EXTRACT:
In terms of the API, I think it would be much better if decisions about the implementation of the basepoint tables were encapsulated inside the existing EdwardsBasepointTable type, rather than forcing users to make all of their code generic over the implementation details of the basepoint table (and thus also baking the implementation details into a public API that can't be changed later).

I'm not sure how we would accomplish this, as some users are running on small embedded devices, others in SGX enclaves, and still others on laptops or in server farms. In an SGX enclave, I'm currently using radix-16 (and can't afford more memory usage), on my laptop (an i7-8550U) the radix-32 tables are the best time/memory tradeoff, and on an E5-2686 v4 I'm seeing that radix-64 is the best variant (see attached benchmarks):

curve25519-dalek-benchmarks-i7-8550U.txt
curve25519-dalek-benchmarks-i9-7900X.txt
curve25519-dalek-benchmarks-E5-2686v4.txt

This might be an argument for leaving radix-128 and radix-256 out? However I also wouldn't put it past someone running a large consensus network to throw money at a custom chipset eventually. In any case, I find it confusing to say that we could somehow know ahead of time whether the E5-2686v4 users are running the code in a TEE or outside one, let alone what other memory constraints they might have. (Consider also the case of a consensus verifier node which is seeing consensus signers drop on- and off-line, how are we to say when it's advantageous to use 30KB of memory versus 60/120/240/480KB?)

SET EXERCISE A: In the post about basepoint tables, which radix does the writer currently use in an SGX enclave?
The post above has no connection to the records that come after it.

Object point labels

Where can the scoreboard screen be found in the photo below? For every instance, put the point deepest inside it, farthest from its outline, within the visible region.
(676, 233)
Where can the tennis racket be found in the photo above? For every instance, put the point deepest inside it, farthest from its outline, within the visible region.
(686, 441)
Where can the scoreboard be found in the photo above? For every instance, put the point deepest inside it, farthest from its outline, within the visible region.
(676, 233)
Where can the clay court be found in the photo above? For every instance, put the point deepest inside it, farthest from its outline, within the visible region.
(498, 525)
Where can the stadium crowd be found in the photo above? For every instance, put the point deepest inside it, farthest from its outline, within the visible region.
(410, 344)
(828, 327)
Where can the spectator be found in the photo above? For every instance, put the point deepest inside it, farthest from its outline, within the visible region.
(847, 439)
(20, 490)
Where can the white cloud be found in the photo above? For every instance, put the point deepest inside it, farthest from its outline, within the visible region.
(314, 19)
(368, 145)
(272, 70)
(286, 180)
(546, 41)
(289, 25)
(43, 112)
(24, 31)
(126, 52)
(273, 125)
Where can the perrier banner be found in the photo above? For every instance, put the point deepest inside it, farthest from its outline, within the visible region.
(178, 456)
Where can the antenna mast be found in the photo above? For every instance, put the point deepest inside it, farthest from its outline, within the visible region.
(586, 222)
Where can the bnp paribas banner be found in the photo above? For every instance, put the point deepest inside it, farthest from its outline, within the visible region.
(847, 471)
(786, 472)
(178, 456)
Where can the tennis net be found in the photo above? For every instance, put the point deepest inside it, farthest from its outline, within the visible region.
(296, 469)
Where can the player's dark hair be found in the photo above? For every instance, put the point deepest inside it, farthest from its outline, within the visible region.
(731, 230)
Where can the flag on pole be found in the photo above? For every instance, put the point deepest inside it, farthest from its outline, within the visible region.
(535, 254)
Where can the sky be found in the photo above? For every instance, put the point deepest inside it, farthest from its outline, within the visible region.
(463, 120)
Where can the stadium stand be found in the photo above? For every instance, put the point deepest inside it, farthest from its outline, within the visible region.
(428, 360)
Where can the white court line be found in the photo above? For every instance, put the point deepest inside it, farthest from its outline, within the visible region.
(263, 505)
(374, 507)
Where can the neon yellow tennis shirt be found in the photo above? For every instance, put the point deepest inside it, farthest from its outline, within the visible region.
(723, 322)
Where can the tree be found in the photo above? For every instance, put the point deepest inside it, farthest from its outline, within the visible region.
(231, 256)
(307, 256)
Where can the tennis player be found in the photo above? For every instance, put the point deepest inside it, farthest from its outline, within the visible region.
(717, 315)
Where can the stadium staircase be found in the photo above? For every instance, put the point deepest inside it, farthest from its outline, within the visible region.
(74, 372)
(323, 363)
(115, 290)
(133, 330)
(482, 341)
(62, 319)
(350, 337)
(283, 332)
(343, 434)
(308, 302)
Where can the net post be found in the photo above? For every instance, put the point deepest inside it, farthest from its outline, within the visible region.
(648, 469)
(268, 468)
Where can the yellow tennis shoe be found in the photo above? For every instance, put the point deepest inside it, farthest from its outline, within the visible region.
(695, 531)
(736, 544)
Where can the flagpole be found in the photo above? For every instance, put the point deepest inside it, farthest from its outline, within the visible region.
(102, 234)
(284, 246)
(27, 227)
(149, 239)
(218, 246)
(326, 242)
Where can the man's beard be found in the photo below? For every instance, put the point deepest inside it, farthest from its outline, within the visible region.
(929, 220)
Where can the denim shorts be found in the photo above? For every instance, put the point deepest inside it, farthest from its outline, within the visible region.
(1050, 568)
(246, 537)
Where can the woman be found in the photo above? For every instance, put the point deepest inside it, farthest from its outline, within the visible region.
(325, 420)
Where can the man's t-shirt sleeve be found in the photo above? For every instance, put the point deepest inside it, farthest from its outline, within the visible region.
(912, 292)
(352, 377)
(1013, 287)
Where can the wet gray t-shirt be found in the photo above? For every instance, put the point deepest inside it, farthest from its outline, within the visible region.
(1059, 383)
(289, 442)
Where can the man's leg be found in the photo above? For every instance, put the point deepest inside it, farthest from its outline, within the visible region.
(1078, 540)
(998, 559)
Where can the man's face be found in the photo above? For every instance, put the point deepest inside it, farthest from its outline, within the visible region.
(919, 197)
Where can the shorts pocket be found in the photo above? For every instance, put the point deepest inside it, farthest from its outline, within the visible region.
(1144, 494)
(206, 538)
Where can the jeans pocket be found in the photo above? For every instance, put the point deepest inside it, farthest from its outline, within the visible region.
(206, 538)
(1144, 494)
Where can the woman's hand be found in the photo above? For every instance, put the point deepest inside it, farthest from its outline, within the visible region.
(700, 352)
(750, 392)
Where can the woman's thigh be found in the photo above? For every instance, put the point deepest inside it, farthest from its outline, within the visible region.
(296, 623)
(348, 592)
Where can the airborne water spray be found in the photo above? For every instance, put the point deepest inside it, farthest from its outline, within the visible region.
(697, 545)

SET EXERCISE B: Locate each line of the records that contains the string "shorts" and copy those lines, treating uppercase and lowercase as different.

ANSWER A: Radix-16.

ANSWER B:
Where can the denim shorts be found in the photo above? For every instance, put the point deepest inside it, farthest from its outline, within the visible region.
Where can the shorts pocket be found in the photo above? For every instance, put the point deepest inside it, farthest from its outline, within the visible region.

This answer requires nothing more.